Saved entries
● ● ●

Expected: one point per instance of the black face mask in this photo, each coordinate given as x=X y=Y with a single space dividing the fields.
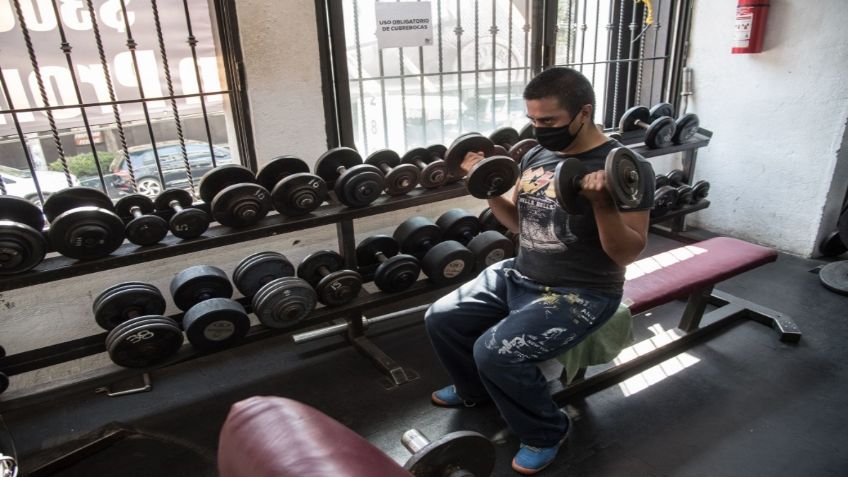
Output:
x=558 y=138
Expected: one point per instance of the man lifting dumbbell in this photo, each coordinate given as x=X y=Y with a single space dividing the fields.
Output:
x=567 y=278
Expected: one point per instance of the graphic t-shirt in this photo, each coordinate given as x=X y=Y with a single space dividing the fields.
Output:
x=559 y=249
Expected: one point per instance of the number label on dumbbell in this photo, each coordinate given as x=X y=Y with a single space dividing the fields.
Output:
x=140 y=336
x=219 y=330
x=453 y=269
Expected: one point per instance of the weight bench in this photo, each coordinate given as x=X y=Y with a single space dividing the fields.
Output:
x=689 y=272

● ● ●

Task goal
What is needed here is an exact transcription of every record above, with images excluded.

The answer
Expected: one point per instance of the black face mask in this photo, each coordinate given as x=X y=Y with a single space dividing the fields.
Output:
x=558 y=138
Expected: one point per instance of the man lifting dumbbell in this photo, each coordinate given as x=X y=Y with a single space dividing the fields.
Output:
x=567 y=278
Expected: one point per instance of the graphic t-shirt in this photo, each coordinate given as x=X y=Y with a single space dividing the fields.
Output:
x=559 y=249
Expected: one point per instance of the number label on dumbbell in this photo, each coordinate given as x=X y=Y with a single space dividing the fields.
Output:
x=140 y=336
x=219 y=330
x=453 y=269
Expected: one point per instance of the weight bench in this photo, each coordinate given as x=X y=Y with a single space dividing the fields.
Output:
x=689 y=272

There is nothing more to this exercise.